- [WHAT THE TASK ASKS]:
According to the post about stitching while listening to Mozart, what name did the writer give to their black Labrador?

>> Begin EXCERPT TO READ

Thursday, 18 December 2025

A Parallel Concerto—Mozart, Split Stitch and Zari

16 December 2025




Today I sat with the piece — the third in the Co-creation series — working on it for hours at a stretch. I wanted to fill in the space created by the couched gold thread with a colour that echoed the muddy-coloured crochet I’d  added later. The crochet had made the piece feel bulky, and I wanted the whole to read as a continuum — to draw some of that colour inward, into the inner sanctum, as it were.

I put on some music — an album of Mozart’s violin concertos. I hadn’t really listened to Mozart for a long time. In my thirties I was a devoted listener; I ruined many cassettes playing them endlessly in the car. I was never very fond of his symphonies, but the chamber music, the clarinet concertos, the piano works — those I loved. I even named my black Labrador Mozart.

I wasn’t so familiar with the violin concertos. But as I listened, and by the time I reached the Fourth Concerto in D major, I began to notice a pattern. Mozart would take a melodic line that was  poignant, even melancholic and suddenly, shift it. There was no preamble, no warning. It was as if he was saying: enough. Enough dwelling on pain. Enough dwelling on happiness. Enough dwelling in darkness. This interchange kept occurring, and somehow he even managed to create melancholy within a major key. I don’t know how he did it.

At the same time, I was struggling with my single-strand split stitch. I was working on a fabric base that had been ruptured; the organza threads were everywhere, constantly catching in my needle as I tried to lay the floss against the surface and pick into the twist. I kept struggling to control it.

As I listened to Mozart, it felt almost as if I were stitching with him. There was effort, and then suddenly the stitch would fall into place. I would move forward and it would feel smooth and beautiful. Then the struggle would return. The thread would slip out of the needle. I would lose the needle altogether. It felt like a kind of parallel concerto, if one could call it that. The split stitch became a kind of Mozart stitch — no scope to dwell on any feeling for too long, not an indulgent somatic experience sustained by benign repetition.

>> End EXCERPT TO READ
>> Begin DATA RECORDS

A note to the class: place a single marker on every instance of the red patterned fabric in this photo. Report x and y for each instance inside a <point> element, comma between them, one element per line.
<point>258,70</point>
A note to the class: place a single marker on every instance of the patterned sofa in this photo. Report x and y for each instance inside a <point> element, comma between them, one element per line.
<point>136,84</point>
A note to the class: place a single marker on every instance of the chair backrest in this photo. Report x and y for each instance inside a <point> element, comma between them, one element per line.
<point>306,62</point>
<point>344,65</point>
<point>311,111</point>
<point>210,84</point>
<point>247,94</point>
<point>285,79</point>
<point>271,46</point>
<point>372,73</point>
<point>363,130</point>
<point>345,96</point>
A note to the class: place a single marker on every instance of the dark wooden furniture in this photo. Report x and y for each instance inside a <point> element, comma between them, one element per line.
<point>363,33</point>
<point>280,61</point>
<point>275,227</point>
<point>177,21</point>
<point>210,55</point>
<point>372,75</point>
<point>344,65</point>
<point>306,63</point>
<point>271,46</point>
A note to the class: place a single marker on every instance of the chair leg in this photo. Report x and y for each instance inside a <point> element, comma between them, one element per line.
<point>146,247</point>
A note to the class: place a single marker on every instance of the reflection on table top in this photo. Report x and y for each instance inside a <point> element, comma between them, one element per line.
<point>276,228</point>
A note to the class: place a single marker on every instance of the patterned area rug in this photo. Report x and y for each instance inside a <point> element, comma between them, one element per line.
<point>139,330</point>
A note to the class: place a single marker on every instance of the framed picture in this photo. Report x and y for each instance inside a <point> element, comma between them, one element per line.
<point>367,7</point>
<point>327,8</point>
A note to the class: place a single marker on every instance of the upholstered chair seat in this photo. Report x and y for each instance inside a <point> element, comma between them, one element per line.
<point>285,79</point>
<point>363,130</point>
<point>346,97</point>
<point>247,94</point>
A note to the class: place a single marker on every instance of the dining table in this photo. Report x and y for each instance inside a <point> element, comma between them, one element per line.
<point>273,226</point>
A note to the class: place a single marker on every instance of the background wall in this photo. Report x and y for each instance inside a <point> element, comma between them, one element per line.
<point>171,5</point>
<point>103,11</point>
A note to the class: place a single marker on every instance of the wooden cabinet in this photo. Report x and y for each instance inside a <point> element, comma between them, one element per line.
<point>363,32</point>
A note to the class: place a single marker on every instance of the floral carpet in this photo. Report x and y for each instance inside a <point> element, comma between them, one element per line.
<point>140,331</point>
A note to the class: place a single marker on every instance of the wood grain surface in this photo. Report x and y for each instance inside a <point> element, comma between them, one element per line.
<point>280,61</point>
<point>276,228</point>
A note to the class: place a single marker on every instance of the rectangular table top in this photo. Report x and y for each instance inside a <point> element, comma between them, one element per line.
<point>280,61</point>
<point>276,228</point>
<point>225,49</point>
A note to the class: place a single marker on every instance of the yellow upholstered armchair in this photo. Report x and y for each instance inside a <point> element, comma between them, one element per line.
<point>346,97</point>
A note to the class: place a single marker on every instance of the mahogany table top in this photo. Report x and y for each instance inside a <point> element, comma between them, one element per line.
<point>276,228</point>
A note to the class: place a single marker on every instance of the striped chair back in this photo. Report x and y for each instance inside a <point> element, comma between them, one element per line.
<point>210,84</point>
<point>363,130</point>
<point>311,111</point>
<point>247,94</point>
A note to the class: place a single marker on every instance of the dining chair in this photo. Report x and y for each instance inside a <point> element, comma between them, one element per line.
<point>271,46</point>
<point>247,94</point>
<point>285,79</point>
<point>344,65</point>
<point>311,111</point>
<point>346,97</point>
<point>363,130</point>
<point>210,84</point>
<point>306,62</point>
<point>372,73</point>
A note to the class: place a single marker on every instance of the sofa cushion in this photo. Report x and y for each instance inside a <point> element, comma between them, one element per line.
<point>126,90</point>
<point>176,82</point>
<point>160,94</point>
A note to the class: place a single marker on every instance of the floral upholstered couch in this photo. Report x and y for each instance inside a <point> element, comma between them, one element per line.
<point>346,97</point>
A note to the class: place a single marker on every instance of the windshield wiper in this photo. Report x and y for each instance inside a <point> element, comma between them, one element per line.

>> End DATA RECORDS

- [REPLY]:
Mozart.